== Extrait ==

2. Devons-nous également les briefer sur la façon de réagir s’ils s’exposent à des risques ?
Oui. Il faut leur dire ce qui se passe s’ils touchent une surface contaminée. Dites-leur que ce n’est pas la fin du monde : « ne panique pas, va te laver les mains soigneusement à l’eau et au savon. » C’est une chose importante à enseigner. Nous ne voulons pas que les enfants soient terrifiés.
3. On espère que les parents donneront des informations précises à leurs enfants, mais qu’en est-il des échanges qu’ils auront avec les autres enfants ? Faut-il craindre que les enfants partagent entre eux de fausses informations au sujet du virus et s’effraient mutuellement ?
La quantité d’infox que nous recevons est énorme, et il en va de même pour les enfants. Mais je pense que les enfants, notamment à partir du primaire, peuvent être plus malins que nous pour détecter une infox.

== Données fournies ==

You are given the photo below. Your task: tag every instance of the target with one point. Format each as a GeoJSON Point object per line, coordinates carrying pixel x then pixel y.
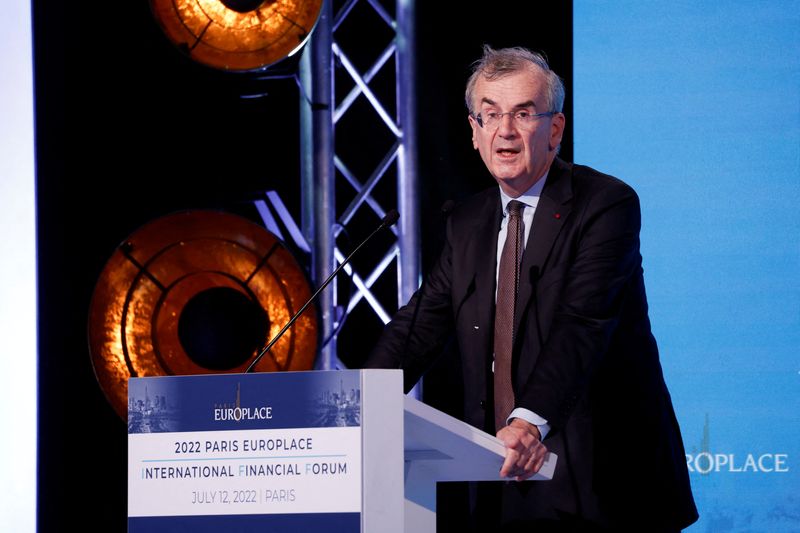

== Consignes ==
**1.** Reproduisez le passage de l'extrait sur les enfants et le virus qui va de « Oui. Il faut » jusqu'à « détecter une infox. ».
**2.** Selon l'extrait sur les enfants et le virus, que faut-il dire à un enfant qui touche une surface contaminée ?
**3.** Prolongez l'extrait sur les enfants et le virus après sa dernière phrase.
Ce matériel provient d'une autre source que l'extrait sur les enfants et le virus.

== Corrigé ==
**1.**
Oui. Il faut leur dire ce qui se passe s’ils touchent une surface contaminée. Dites-leur que ce n’est pas la fin du monde : « ne panique pas, va te laver les mains soigneusement à l’eau et au savon. » C’est une chose importante à enseigner. Nous ne voulons pas que les enfants soient terrifiés.
3. On espère que les parents donneront des informations précises à leurs enfants, mais qu’en est-il des échanges qu’ils auront avec les autres enfants ? Faut-il craindre que les enfants partagent entre eux de fausses informations au sujet du virus et s’effraient mutuellement ?
La quantité d’infox que nous recevons est énorme, et il en va de même pour les enfants. Mais je pense que les enfants, notamment à partir du primaire, peuvent être plus malins que nous pour détecter une infox.

**2.** Qu'il ne doit pas paniquer et qu'il doit aller se laver les mains soigneusement à l'eau et au savon.

**3.**
4. Les enfants veulent se retrouver, mais la lutte contre le virus passe par la distanciation sociale. Comment apprenons-nous à nos enfants à se comporter en présence d’autres enfants ?
Je leur expliquerais que c’est une situation temporaire, jusqu’à ce que la maladie disparaisse, et qu’ils doivent essayer, autant que possible, de ne pas être tactiles. Mais d’un autre côté, ils ont besoin de jouer, et l’une des raisons derrière la reprise de l’école, c’est l’aspect social. Ils doivent interagir. Ils doivent jouer, mais faire l’effort de choisir des jeux qui n’impliquent pas de contact physique étroit.
5. Quelles instructions donner au sujet du lavage des mains ?

Dites leur de se laver les mains toutes les quelques heures, ainsi qu’avant et après manger. Mais les écoles devraient prendre conscience que des attroupements d’enfants autour des éviers peuvent potentiellement poser problème. Ce serait une bonne chose d’avoir des pots de désinfectant un peu partout, pas juste pour les utiliser, mais pour rappeler aux enfants que tout n’est pas comme d’habitude.
6. Doit-on craindre que, avec l’accent mis sur le lavage des mains, les enfants finissent par développer des pratiques d’hygiène compulsives, comme un trouble obsessionnel compulsif ?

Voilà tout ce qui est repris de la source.